-- Opening Marker --

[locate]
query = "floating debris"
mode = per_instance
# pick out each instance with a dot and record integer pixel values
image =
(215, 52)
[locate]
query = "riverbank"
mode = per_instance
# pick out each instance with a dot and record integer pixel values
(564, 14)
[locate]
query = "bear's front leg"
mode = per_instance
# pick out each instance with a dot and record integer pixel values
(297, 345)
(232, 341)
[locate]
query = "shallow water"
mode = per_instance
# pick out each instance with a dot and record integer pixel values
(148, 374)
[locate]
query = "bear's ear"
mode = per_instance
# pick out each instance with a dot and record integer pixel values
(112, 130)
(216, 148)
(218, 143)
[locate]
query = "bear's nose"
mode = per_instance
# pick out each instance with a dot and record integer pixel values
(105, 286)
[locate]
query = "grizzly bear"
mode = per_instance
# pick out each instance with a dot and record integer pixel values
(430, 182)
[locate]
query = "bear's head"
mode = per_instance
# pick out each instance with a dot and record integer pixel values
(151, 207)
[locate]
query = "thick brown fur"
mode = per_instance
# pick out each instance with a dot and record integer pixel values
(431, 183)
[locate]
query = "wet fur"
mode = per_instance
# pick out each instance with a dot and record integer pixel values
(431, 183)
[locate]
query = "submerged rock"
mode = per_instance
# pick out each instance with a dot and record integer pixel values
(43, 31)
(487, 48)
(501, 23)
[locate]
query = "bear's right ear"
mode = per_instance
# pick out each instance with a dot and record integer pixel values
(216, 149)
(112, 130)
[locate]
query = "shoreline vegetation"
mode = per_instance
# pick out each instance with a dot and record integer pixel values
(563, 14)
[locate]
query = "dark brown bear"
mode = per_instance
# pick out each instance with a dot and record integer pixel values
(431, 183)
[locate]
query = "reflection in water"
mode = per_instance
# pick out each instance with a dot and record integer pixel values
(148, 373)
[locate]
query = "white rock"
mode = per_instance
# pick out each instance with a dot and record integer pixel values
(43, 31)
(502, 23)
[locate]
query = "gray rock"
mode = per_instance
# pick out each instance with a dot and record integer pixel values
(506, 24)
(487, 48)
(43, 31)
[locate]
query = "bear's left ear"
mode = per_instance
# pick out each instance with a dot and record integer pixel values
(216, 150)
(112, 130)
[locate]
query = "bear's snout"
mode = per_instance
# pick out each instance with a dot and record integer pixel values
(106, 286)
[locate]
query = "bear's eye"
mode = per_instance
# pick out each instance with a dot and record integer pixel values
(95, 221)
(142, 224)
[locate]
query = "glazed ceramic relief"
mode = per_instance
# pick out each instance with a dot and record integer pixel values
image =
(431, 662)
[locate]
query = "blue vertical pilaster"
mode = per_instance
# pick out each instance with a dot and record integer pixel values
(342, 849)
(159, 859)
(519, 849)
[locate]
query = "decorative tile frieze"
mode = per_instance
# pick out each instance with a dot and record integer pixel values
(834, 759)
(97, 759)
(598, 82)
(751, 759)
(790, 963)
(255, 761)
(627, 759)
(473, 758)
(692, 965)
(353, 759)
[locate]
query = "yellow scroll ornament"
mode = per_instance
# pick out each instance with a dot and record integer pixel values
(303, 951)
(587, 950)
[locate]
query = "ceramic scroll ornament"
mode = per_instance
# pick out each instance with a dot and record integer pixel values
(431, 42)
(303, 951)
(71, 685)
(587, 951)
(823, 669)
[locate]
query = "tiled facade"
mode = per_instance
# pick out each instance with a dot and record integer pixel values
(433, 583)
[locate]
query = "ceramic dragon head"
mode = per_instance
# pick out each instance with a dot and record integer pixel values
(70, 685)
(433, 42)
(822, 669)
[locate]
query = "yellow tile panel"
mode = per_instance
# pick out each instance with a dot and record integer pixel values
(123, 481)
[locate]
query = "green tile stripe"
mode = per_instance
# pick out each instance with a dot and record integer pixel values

-- Closing Marker --

Task details —
The response should be a verbatim transcription of the data.

Answer to this exercise —
[locate]
query = "floating debris"
mode = per_instance
# pick out each instance with a dot and record integer pixel values
image =
(215, 52)
[locate]
query = "riverbank"
mode = per_instance
# pick out each instance with a dot and record integer pixel values
(564, 14)
[locate]
query = "bear's front leg"
mode = per_instance
# pick out each instance with a dot and record integer pixel values
(297, 345)
(232, 341)
[locate]
query = "shallow water"
mode = per_instance
# pick out each instance with a dot and record integer pixel values
(148, 374)
[locate]
query = "bear's ear"
mode = per_instance
# pick out each instance with a dot and record integer pixel values
(112, 130)
(216, 148)
(218, 143)
[locate]
query = "bear's nose"
mode = per_instance
# pick out each instance with a dot and record integer pixel values
(105, 286)
[locate]
query = "grizzly bear"
mode = per_instance
# pick out each instance with a dot and record integer pixel values
(430, 182)
[locate]
query = "bear's head"
mode = per_instance
# pick out each instance with a dot and record integer pixel values
(151, 207)
[locate]
query = "thick brown fur"
mode = per_instance
# pick out each instance with a dot and record integer pixel values
(431, 183)
[locate]
query = "wet fur"
mode = per_instance
# pick out each instance with a dot and record integer pixel values
(431, 183)
[locate]
query = "submerged rock"
mode = per_instance
# pick out each instance with a dot and record integer pixel values
(43, 31)
(487, 48)
(501, 23)
[locate]
query = "bear's right ear"
mode = per_instance
# pick out each instance with a dot and record integer pixel values
(216, 149)
(112, 130)
[locate]
query = "shoreline vegetation"
mode = per_instance
# pick out each instance with a dot and record integer pixel values
(563, 14)
[locate]
query = "dark brown bear"
mode = per_instance
# pick out each instance with a dot and record integer pixel values
(431, 183)
[locate]
query = "reflection in water"
mode = per_instance
# pick out each instance with a dot and record integer pixel values
(148, 373)
[locate]
query = "white rock"
mode = per_instance
# pick out each instance with a dot and record integer pixel values
(43, 31)
(502, 23)
[locate]
query = "gray rock"
mode = per_instance
# pick out each instance with a dot and record integer pixel values
(506, 24)
(487, 48)
(43, 31)
[locate]
query = "bear's left ear"
mode = per_instance
# pick out each instance with a dot and record integer pixel values
(216, 150)
(112, 130)
[locate]
query = "bear's snout"
mode = per_instance
# pick out each instance with a dot and record integer pixel values
(106, 286)
[locate]
query = "bear's eye"
mode = per_instance
# pick out each instance with a dot and record integer pixel values
(95, 221)
(142, 224)
[locate]
query = "glazed ceramic relief"
mode = per_instance
# pick out each instance with a dot and record integer pixel values
image =
(431, 662)
[locate]
query = "blue vertical pilaster"
mode = per_instance
# pick out each instance with a dot and record integer pixel values
(342, 849)
(159, 859)
(519, 849)
[locate]
query = "decorative tile frieze"
mode = per_instance
# pick out each instance with a dot and record integer pixel values
(834, 759)
(97, 759)
(598, 82)
(751, 759)
(790, 963)
(255, 761)
(627, 759)
(473, 758)
(692, 965)
(353, 759)
[locate]
query = "yellow scroll ornament"
mode = per_instance
# pick out each instance with a dot and record integer pixel values
(303, 951)
(587, 950)
[locate]
query = "ceramic scroll ornament"
mode = per_instance
# pick out each instance with a dot and record integer pixel values
(431, 42)
(303, 951)
(71, 685)
(587, 951)
(823, 669)
[locate]
query = "tiled facade"
mode = per_instance
# pick out each instance with a dot and record integer pixel values
(433, 583)
[locate]
query = "ceramic dragon head"
mode = per_instance
# pick out each instance with a dot and record integer pixel values
(70, 685)
(433, 42)
(822, 669)
[locate]
query = "yellow tile panel"
mode = per_instance
# pick out each instance with a dot and record integer pixel values
(123, 481)
[locate]
query = "green tile stripe"
mode = per_instance
# pick out each instance with a dot and record integer pixel values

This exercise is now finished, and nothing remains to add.